▶ [Document passage]
========

Summary
Sister Helen Prejean’s friend, Chava Colon from the Prison
Coalition, asks her if she would be willing to correspond with a
death row inmate. He assigns Prejean to Elmo Patrick Sonnier, a
man convicted of raping and murdering a young woman and her boyfriend. Sonnier
comes from a pleasant, rural Cajun community in Louisiana.
Prejean describes how she came to work and live in the
St. Thomas housing project in New Orleans in June of 1981. A spiritual enlightenment
forced her to recognize that Jesus challenged the affluent to share
their resources with the poor. As a result, she began working with
the poor.
The residents of St. Thomas, and the working poor of Louisiana in
general, endure daily struggles and police brutality. Prejean works
with teenage single mothers who are unable to making a living from
their minimum wage pay. The Reagan administration slashes funding
for social services, while the incarceration rate more than doubles
in a decade. Although life is bleak in St. Thomas, Prejean derives
hope and inspiration from a young boy working after school to help
buy clothes for his sister, and the college graduate creating self-help
programs. Prejean, who had a comfortable and loving childhood, says
that she doesn’t know how law-abiding she would be if she had been
born into a similar life of poverty.

========

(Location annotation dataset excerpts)
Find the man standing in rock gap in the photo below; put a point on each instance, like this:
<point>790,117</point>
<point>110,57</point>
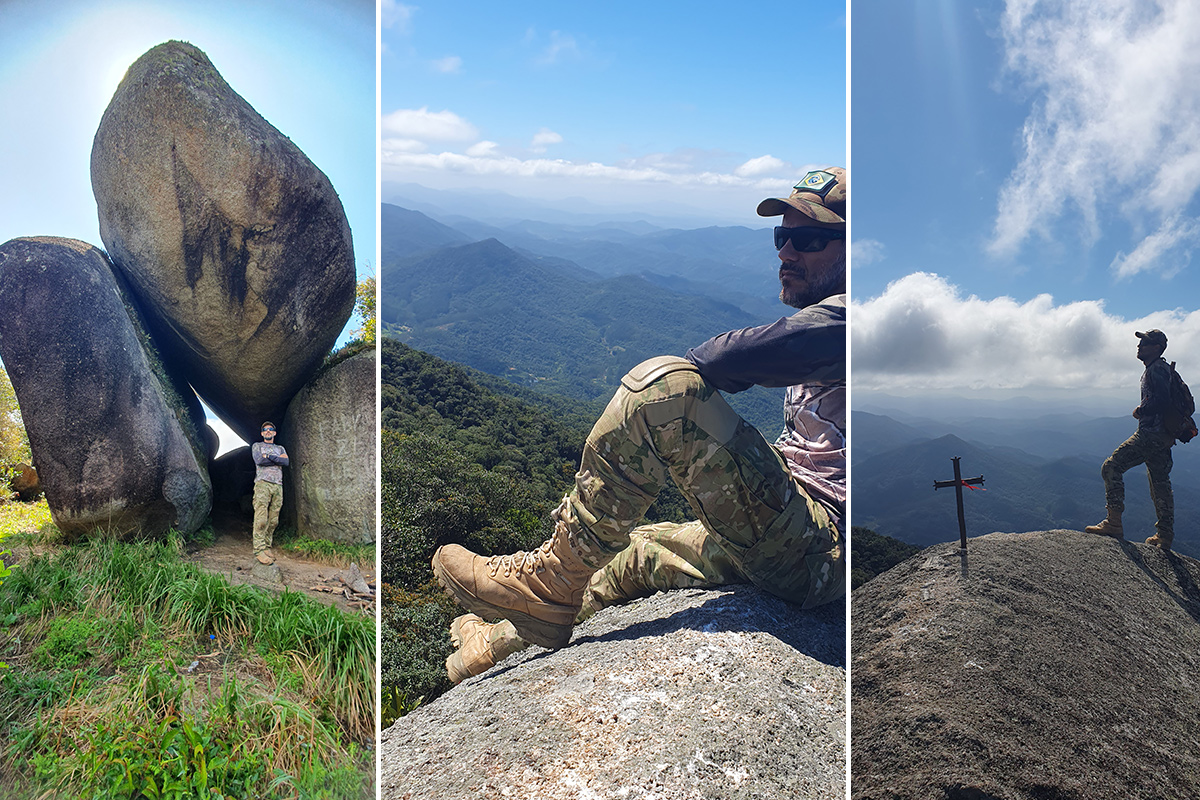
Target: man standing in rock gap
<point>269,462</point>
<point>1150,444</point>
<point>768,515</point>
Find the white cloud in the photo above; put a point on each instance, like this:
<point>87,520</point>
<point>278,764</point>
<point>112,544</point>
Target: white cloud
<point>867,251</point>
<point>424,125</point>
<point>562,47</point>
<point>762,166</point>
<point>485,160</point>
<point>1115,125</point>
<point>922,334</point>
<point>450,65</point>
<point>396,16</point>
<point>544,137</point>
<point>483,149</point>
<point>1167,250</point>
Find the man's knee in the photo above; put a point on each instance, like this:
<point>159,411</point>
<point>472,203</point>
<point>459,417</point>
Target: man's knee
<point>645,374</point>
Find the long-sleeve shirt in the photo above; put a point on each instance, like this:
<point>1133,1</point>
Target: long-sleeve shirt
<point>269,461</point>
<point>1156,395</point>
<point>807,353</point>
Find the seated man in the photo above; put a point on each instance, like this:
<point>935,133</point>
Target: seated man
<point>767,515</point>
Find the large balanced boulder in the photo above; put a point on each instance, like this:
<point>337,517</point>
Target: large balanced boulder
<point>233,480</point>
<point>233,241</point>
<point>331,437</point>
<point>714,695</point>
<point>1042,666</point>
<point>115,439</point>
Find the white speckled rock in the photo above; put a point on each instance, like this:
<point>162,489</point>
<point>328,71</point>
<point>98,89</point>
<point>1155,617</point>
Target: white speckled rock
<point>685,695</point>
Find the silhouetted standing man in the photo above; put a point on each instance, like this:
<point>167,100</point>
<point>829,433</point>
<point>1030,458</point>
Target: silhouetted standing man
<point>1151,444</point>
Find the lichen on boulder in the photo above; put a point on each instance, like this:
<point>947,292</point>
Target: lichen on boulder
<point>331,435</point>
<point>234,242</point>
<point>114,435</point>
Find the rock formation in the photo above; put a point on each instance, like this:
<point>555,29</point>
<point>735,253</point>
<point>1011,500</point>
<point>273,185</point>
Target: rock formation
<point>1049,666</point>
<point>691,693</point>
<point>24,482</point>
<point>117,443</point>
<point>331,437</point>
<point>233,480</point>
<point>232,240</point>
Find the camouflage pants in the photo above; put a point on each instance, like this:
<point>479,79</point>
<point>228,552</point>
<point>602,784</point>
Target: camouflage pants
<point>760,523</point>
<point>1153,450</point>
<point>660,557</point>
<point>268,499</point>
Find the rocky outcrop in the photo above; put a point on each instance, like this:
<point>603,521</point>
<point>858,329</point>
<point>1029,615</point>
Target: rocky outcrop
<point>117,443</point>
<point>233,241</point>
<point>233,480</point>
<point>331,437</point>
<point>1049,666</point>
<point>25,483</point>
<point>691,693</point>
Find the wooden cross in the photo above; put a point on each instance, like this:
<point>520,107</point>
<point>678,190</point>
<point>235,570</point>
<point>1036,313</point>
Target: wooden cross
<point>958,483</point>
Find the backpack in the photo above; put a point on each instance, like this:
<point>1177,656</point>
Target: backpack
<point>1177,419</point>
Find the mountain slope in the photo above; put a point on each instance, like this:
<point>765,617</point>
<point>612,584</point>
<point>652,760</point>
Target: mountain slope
<point>496,310</point>
<point>893,489</point>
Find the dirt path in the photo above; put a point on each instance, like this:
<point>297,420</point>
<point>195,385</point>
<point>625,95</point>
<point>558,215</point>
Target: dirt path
<point>232,557</point>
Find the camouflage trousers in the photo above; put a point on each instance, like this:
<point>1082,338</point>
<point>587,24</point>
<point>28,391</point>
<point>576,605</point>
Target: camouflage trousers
<point>268,500</point>
<point>661,557</point>
<point>1155,450</point>
<point>756,522</point>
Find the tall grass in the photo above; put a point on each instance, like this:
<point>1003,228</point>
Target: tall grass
<point>123,621</point>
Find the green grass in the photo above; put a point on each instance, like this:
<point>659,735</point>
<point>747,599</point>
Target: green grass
<point>325,552</point>
<point>139,675</point>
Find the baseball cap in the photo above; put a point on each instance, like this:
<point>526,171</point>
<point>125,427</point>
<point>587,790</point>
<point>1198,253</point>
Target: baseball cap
<point>820,194</point>
<point>1152,336</point>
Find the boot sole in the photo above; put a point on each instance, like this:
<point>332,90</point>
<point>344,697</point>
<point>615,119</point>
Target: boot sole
<point>531,629</point>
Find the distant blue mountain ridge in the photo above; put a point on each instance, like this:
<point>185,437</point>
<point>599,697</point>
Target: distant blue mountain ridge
<point>546,320</point>
<point>1041,474</point>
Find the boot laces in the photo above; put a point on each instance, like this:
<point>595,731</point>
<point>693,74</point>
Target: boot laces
<point>528,561</point>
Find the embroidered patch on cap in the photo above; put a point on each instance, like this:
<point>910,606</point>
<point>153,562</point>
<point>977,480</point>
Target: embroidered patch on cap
<point>819,181</point>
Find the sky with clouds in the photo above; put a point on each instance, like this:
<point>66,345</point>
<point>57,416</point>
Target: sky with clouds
<point>307,67</point>
<point>628,104</point>
<point>1026,179</point>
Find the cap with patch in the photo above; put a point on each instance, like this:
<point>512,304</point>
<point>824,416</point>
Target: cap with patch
<point>820,194</point>
<point>1153,336</point>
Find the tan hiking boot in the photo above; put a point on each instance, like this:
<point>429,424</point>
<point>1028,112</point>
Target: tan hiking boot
<point>480,645</point>
<point>1108,527</point>
<point>539,591</point>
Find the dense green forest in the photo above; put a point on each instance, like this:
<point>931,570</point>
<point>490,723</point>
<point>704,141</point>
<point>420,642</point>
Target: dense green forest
<point>875,554</point>
<point>462,462</point>
<point>543,323</point>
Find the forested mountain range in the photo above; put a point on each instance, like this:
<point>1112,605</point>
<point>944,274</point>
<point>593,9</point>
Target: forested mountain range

========

Reproduce the stretch of the summary of Sister Helen Prejean's work from "The residents of" through "life of poverty." word for word.

The residents of St. Thomas, and the working poor of Louisiana in
general, endure daily struggles and police brutality. Prejean works
with teenage single mothers who are unable to making a living from
their minimum wage pay. The Reagan administration slashes funding
for social services, while the incarceration rate more than doubles
in a decade. Although life is bleak in St. Thomas, Prejean derives
hope and inspiration from a young boy working after school to help
buy clothes for his sister, and the college graduate creating self-help
programs. Prejean, who had a comfortable and loving childhood, says
that she doesn’t know how law-abiding she would be if she had been
born into a similar life of poverty.